What I remember most of all about Gus was the thoroughness with which he approached everything he did, and this carried over into many things – even those not related to flying. But to know about Gus, it is important to also know about our parents, Dennis and Cecile. Dad worked for the Baltimore and Ohio Railroad for 47 years, as a signal maintainer. He was one of the fortunate few who had a job during the Depression. Our parents were very giving and generous people. Although they had modest means they were always very will­ing to share what they had with others in need. It seemed that when I was growing up there was always a relative living with us.

I was one of four children (Gus was the oldest) and we were blessed with parents who exhibited emotional stability and a sense of security. We were all born and raised in Mitchell, Indiana, and lived in the same house until we left home. That house at 715 West Grissom Avenue – it was Baker Street until it was named after Gus – is now in the process of restoration to become a museum.

We all attended Mitchell High School. Surprisingly, Gus was not an outstanding stu­dent in high school. In fact, he probably would have been classified as an underachiever. The high school principal did not endorse his application to enter Purdue University. I don’t want to give you the wrong impression… he did excel in math and sciences. I guess he just didn’t see the importance of those other classes.

When Gus entered high school he was 5 feet 4 inches and weighed about 100 pounds, not quite what the high school coaches were interested in for the athletic teams, but he was well coordinated and one of the most competitive people that I have ever known, and he tried harder.

Right after high school he went into the Air Force. Shortly after World War II ended he entered Purdue University where he earned a degree in engineering. He then returned to the Air Force and went on to fly 100 combat missions in Korea, became a test pilot, and joined the space program. NASA chose Alan Shepard, John Glenn and Gus as the three astronauts who would be candidates for the first American space flight, ultimately selecting Shepard for the first flight and Gus for the second suborbital flight.

* **Stored data entries**
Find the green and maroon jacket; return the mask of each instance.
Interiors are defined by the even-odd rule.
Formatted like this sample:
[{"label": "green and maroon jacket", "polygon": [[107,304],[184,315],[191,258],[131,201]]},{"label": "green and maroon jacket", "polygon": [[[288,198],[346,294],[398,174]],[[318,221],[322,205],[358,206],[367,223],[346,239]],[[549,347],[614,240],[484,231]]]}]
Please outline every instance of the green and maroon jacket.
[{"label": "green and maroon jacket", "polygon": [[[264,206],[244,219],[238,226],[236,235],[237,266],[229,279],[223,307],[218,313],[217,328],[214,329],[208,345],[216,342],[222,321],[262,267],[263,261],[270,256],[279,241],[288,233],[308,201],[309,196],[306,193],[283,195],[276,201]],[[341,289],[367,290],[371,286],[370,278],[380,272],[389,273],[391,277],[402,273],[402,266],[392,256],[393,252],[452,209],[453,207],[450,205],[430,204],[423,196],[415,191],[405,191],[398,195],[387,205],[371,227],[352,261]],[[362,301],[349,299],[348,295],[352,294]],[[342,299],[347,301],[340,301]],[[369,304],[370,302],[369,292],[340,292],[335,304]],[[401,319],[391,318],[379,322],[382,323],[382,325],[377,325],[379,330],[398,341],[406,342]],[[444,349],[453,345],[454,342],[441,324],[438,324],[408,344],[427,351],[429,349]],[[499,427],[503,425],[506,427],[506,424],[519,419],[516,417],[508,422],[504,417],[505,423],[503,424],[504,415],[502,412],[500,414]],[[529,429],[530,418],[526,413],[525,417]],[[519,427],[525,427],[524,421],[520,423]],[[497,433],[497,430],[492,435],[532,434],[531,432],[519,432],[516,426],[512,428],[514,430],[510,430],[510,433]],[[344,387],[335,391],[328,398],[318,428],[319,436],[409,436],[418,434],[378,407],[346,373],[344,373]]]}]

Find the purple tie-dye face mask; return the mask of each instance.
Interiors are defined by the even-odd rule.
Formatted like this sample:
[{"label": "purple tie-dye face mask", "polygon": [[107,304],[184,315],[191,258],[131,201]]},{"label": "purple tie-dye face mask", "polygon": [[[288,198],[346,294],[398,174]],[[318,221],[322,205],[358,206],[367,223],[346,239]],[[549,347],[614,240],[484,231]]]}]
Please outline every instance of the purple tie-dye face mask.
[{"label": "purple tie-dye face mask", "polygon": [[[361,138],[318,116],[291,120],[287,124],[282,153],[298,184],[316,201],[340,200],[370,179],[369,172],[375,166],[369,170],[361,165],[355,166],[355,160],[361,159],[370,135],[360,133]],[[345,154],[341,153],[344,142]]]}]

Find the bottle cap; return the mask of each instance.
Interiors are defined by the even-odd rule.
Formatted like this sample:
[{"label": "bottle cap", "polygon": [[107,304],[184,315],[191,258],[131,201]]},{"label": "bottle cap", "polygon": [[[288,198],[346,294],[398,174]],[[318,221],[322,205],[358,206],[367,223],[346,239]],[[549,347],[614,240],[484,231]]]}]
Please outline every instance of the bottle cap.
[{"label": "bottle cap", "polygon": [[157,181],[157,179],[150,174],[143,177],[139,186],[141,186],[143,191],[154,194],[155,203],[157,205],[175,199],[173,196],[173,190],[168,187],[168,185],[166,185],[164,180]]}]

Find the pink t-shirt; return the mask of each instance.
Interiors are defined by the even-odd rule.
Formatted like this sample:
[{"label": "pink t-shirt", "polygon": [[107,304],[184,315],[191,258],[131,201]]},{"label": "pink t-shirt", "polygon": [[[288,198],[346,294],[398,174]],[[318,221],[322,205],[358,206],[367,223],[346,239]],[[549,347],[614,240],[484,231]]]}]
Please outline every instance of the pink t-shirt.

* **Tasks to complete**
1/ According to the passage about Gus, how many years did his father work for the Baltimore and Ohio Railroad?
2/ Carry on the passage about Gus from its last sentence.

* **Set of answers**
1/ 47 years.

2/
There was a tremendous amount of anxiety in the Grissom house that morning of July 21, 1961, as we all waited for the liftoff of Liberty Bell 7. It was quite a relief when we heard that the spacecraft had gone through reentry and had successfully landed. Of course, we later learned that the most dangerous part of the mission occurred in the water, when the hatch unexplainably blew, and Gus almost drowned. The fact that NASA selected Gus as the Command Pilot for the first Gemini flight clearly indicated that they knew that he was not responsible for the hatch prematurely opening.

As a mild extrovert, Gus could surprise you with his wit and humor, and it appeared when you least expected it. He was also a man of few words. He was once asked to speak to the workforce at Convair, a space contractor in Southern California. After a lengthy introduction, Gus got up in front of a couple of thousand workers and gave his famous, three-word speech: “Do good work.”

The recovery of Liberty Bell 7 from the ocean in 1999 exemplifies the pioneering spirit, the dedication and the resourcefulness of Gus. Standing on the dock in that hot July sun, 38 years to the day from liftoff, waiting for Liberty Bell 7 to be hoisted from the recovery ship, I wondered what Gus would be thinking and feeling as that tiny craft came swinging over onto the dock. I know I had many emotions that were aroused, from deep sadness that Gus wasn’t there to see it, to immense pride in knowing that the only craft that he had flown and lost had now come home. Just like it had been said that man could not fly in space, it had also been said that Liberty Bell 7 was so deep it could never be recovered. Gus was always up for a challenge and I think he would have been very pleased that those who said, “It can’t be done,” had, again, been proven wrong.

Liberty Bell 7

Lowell Grissom, brother of NASA astronaut ‘Gus’ Grissom, photographed at Grissom Air Force Reserve Base, Indiana. (Photo: U. S. Air Force, taken by Tech. Sgt. Mark R. W. Orders-Woempner, 434th ARW Public Affairs.)

After his Gemini flight, Gus was again selected to be the Command Pilot for the first Apollo flight, leading America to the Moon. Unfortunately, a fire on the launch pad took the life of Gus, Ed White and Roger Chaffee. However, there is a general consensus that America would not have made it to the Moon in the decade of the sixties without the knowl­edge that was learned, and the corrections that were made as a result of that fire. There is no doubt that Gus would have stepped on the Moon had he lived.

We can honor him only if we follow in his footsteps and peacefully continue to explore space. Our future work in space is bound to include some failures. Yet Apollo 1 has taught us that we can never really fail as long as we persist in our efforts. The greatest lesson we can learn from Gus Grissom is that failure is impossible for those who refuse to abandon their goals. The most fitting tribute to Gus and his Apollo 1 crew is for us to continue doing that for which they gave their lives and to renew our dedication to their quest.. ..REACHING FOR THE STARS!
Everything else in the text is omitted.